Stated goal:
Carry on the passage about Gallaudet University's search for a new provost, picking up after its last line.

CHALLENGES AND OPPORTUNITIES
The new provost of Gallaudet University will join the institution at an important juncture for the University and for the deaf and hard of hearing community. On a campus that has seen recent significant changes in organization, priorities, and staffing, the University is looking for a provost that can partner effectively with the president, cabinet, faculty, and staff to continue moving the University forward in these resource-confined times. Technology and a greater acceptance of personal differences in the hearing community have led to changes in the education of deaf and hard of hearing students. Gallaudet has the opportunity to both shape these trends and continue its history as an innovator. Gallaudet's next provost, and the leadership s/he provides, will have a major impact on the role the University plays in the education of deaf and hard of hearing students in the future. The major challenges and opportunities Gallaudet sees for the next provost include:
In partnership with faculty, staff, and administrators, shape and advance the University's academic priorities in a focused manner.
Administrators, faculty, and staff recently completed a comprehensive review of the University's departmental and programmatic offerings, which led to consolidation and reprioritization exercises. Many of the identified actions have been implemented as a result, but work remains to be done in unifying the campus communities behind these changes. Many of the identified priorities, such as the development and growth of the pre-professional programs, will require focused energy and faculty buy-in to insure success. The provost will lead the continued implementation of these changes by building support throughout the various constituencies on campus and partnering accordingly to produce results and improve institutional effectiveness.
Effectively lead the Division of Academic Affairs, managing the needs of both faculty and staff.

Data excerpts:
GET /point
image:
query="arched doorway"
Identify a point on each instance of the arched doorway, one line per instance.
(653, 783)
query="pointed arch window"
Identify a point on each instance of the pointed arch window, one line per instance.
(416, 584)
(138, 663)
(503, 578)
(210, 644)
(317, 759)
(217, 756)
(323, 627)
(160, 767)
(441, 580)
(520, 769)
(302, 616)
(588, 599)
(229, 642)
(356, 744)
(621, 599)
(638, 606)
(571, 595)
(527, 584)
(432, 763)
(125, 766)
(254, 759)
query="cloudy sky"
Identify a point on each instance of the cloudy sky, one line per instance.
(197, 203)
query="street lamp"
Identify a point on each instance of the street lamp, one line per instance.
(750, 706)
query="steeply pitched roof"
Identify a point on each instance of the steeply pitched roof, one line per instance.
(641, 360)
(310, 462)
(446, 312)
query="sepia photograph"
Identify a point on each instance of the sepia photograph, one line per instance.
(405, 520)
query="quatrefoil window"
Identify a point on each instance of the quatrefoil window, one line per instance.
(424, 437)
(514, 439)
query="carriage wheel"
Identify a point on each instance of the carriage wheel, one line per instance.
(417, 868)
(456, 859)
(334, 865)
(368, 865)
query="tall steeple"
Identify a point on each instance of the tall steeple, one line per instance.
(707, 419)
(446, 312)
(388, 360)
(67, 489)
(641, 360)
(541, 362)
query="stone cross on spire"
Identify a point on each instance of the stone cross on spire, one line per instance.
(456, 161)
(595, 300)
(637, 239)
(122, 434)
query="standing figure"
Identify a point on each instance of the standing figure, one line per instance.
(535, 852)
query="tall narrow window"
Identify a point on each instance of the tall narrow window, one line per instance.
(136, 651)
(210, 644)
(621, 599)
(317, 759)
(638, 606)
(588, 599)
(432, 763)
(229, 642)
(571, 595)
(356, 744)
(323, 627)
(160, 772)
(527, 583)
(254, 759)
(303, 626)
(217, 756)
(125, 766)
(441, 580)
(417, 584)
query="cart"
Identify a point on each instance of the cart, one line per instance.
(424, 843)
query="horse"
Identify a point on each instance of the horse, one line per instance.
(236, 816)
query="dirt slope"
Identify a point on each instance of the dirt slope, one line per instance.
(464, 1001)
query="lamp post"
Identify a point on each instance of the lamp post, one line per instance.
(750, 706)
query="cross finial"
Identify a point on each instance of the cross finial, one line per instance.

Result below:
The provost serves as visible leader to all of the faculty and a large number of the staff on campus, leading a complex internal division of Gallaudet that encompasses all of academic and student affairs. Although these areas are naturally complementary in their mission to serve students, the priorities are sometimes in competition with one another. Gallaudet has faculty and staff who are uniquely committed to the mission of the institution and seek a provost who can embrace and capitalize on this commitment to build a strong, unified, and mutually supportive team. To this end, the provost will support various forms of professional development in order to attract, advance, and retain an excellent and diverse faculty and workforce. Additionally, the provost will serve as a persuasive advocate for faculty and staff while always keeping the needs of the institution as a whole as a priority.
Lead the Gallaudet community in the successful operation of a bilingual campus.
Critical to its recent and future identity, Gallaudet is a bilingual campus. Members of the campus community recognize that it is important to be able to communicate effectively in both ASL and written English. As some members of the campus community arrive at Gallaudet with varying levels of fluency, the campus needs to determine how best to ensure that there are adequate means for all to become fluent in both languages. It is expected that the next provost will be a leader in this continuing discussion and appropriate implementations.
Partner with campus constituencies and external organizations to increase revenue streams in a time of limited resources.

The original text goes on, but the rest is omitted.